*Given request:* In the records below, retype the part that opens with the line containing "Target: hazy sky" and closes with the line containing "[[256, 37], [256, 0], [0, 0], [0, 32]]", keeping both of those lines.

Data drawn from a collection:
━━━━━━

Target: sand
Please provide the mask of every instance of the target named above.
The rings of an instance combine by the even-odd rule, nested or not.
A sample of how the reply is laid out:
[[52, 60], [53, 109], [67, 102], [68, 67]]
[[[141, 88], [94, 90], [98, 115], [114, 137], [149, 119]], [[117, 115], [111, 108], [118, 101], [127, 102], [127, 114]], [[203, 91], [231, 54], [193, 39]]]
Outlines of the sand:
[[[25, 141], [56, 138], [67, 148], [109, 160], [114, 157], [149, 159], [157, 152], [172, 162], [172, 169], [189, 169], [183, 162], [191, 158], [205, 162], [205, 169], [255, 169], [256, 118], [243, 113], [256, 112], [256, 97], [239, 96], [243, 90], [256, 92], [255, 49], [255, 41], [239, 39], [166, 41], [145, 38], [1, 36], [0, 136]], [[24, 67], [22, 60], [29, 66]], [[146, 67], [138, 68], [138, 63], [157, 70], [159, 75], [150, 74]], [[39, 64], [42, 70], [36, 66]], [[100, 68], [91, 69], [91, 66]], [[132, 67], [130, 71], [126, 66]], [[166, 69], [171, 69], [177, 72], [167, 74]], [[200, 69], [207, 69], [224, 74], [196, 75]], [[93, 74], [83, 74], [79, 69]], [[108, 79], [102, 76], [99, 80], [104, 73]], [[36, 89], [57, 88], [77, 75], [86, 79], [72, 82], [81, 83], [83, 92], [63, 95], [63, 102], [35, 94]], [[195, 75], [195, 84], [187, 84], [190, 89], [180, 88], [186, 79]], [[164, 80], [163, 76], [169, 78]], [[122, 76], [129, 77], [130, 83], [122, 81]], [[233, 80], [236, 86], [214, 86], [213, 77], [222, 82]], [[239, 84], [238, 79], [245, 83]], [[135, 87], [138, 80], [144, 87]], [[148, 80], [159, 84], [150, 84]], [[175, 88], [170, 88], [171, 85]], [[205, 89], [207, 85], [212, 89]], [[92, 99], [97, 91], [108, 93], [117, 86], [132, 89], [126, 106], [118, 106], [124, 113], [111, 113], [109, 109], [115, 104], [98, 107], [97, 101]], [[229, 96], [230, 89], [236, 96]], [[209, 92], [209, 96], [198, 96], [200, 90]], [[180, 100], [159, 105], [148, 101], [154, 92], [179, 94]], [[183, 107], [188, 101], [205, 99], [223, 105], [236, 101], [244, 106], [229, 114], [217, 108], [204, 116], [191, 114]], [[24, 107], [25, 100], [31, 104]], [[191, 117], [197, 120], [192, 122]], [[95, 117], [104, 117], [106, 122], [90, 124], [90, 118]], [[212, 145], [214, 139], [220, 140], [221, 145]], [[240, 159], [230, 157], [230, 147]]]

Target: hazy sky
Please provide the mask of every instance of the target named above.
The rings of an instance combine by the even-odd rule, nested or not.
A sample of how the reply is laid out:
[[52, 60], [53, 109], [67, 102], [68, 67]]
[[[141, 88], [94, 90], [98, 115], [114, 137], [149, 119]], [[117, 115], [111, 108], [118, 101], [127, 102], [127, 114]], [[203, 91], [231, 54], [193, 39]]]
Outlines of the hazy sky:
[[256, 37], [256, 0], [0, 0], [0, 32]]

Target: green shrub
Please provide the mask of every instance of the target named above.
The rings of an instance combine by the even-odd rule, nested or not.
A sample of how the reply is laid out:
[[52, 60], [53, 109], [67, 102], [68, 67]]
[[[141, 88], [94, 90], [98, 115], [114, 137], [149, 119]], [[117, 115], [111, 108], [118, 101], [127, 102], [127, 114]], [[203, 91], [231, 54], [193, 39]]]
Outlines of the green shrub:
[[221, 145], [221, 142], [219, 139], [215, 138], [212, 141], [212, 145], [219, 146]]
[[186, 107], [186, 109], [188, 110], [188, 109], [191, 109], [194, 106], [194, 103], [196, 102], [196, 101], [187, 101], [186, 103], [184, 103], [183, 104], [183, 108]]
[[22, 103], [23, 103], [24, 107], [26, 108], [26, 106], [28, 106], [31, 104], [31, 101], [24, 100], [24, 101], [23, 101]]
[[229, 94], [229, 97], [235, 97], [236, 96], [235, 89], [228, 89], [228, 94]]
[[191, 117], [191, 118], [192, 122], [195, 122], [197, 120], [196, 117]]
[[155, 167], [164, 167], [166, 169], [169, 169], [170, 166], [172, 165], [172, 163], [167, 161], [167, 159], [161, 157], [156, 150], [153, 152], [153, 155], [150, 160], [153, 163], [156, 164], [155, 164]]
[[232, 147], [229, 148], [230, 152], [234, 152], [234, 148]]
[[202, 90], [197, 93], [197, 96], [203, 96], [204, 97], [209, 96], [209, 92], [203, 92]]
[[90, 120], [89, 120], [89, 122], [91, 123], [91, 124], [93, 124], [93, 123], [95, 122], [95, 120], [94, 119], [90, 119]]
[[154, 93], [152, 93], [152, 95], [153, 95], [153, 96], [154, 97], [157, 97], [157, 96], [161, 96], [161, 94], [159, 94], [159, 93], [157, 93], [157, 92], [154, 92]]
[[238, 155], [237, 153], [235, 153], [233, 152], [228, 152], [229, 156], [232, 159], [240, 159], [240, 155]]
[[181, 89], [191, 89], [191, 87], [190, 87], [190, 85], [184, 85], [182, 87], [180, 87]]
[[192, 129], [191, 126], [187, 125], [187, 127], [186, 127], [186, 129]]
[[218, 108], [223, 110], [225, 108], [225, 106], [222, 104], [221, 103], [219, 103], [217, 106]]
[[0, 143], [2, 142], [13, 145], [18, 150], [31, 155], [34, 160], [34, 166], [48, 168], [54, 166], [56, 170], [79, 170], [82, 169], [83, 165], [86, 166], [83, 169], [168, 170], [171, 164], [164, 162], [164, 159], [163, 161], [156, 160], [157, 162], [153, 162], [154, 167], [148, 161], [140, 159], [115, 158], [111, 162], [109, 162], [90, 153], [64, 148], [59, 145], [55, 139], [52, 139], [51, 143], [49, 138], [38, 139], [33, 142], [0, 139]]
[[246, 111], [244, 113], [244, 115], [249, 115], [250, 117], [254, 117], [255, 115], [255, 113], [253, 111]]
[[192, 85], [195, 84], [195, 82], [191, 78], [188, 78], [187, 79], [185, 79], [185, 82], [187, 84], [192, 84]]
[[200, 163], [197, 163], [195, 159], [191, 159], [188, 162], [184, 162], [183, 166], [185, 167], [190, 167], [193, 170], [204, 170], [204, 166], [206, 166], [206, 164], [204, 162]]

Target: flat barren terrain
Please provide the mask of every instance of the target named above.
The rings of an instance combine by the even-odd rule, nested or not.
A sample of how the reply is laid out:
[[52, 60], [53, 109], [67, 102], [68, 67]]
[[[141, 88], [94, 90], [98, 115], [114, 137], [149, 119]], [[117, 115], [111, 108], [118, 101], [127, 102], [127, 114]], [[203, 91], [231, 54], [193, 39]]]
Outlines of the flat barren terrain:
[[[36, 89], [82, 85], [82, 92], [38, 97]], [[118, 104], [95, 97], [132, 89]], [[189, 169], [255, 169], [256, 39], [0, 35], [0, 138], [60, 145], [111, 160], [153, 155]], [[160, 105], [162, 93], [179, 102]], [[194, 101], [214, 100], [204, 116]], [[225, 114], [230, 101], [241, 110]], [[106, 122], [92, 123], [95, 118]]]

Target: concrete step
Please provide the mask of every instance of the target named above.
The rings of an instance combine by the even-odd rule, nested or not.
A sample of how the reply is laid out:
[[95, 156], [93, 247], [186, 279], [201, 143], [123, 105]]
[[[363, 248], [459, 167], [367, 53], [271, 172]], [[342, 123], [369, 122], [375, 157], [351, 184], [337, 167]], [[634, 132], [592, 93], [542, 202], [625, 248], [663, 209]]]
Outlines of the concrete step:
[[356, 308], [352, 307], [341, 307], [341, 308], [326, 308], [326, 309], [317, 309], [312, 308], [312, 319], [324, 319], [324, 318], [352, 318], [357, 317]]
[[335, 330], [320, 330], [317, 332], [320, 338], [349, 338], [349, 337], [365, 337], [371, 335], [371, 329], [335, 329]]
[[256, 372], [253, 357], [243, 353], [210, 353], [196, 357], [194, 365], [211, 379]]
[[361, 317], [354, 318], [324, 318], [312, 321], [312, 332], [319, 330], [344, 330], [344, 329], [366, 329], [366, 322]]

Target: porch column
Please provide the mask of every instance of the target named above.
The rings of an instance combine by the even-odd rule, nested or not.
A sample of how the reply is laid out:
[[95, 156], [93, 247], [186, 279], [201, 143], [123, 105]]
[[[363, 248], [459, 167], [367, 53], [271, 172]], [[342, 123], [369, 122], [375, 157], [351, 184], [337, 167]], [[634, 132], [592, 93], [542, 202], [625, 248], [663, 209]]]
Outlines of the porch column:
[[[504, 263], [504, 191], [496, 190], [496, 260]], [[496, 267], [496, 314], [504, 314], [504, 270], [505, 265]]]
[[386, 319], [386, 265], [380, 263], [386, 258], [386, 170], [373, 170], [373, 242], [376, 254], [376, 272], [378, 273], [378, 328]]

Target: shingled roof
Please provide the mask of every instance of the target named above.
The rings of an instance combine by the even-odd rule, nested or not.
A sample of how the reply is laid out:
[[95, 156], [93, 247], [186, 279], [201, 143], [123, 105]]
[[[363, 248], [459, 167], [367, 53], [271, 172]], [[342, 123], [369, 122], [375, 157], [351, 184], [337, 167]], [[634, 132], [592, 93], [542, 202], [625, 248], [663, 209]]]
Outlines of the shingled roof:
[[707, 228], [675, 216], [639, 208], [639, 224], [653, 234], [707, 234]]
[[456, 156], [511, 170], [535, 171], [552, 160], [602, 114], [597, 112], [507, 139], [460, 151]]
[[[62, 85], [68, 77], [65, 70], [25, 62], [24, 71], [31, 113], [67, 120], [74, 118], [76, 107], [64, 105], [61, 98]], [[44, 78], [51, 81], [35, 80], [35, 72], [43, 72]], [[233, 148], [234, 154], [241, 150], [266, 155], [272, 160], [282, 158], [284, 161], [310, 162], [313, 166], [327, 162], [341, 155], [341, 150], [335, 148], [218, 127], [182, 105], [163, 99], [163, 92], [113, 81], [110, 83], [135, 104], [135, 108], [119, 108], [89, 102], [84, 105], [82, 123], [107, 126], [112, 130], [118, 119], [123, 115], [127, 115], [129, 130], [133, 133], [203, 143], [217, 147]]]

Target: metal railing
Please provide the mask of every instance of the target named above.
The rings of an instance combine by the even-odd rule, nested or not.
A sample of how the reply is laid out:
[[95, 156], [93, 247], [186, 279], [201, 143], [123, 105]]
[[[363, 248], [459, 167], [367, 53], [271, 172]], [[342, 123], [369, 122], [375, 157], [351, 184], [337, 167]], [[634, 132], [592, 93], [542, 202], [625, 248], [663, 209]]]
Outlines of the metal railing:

━━━━━━

*Answer to this problem:*
Target: hazy sky
Please provide the mask of every instance of the target named above.
The rings of an instance combine by the even-odd rule, nested or not.
A sample of how the reply is laid out:
[[52, 60], [53, 109], [67, 102], [68, 67]]
[[[141, 88], [94, 90], [98, 115], [114, 137], [149, 119]], [[117, 115], [111, 108], [118, 101], [127, 102], [127, 114]], [[203, 91], [231, 54], [193, 39]]]
Outlines of the hazy sky:
[[256, 37], [256, 0], [0, 0], [0, 32]]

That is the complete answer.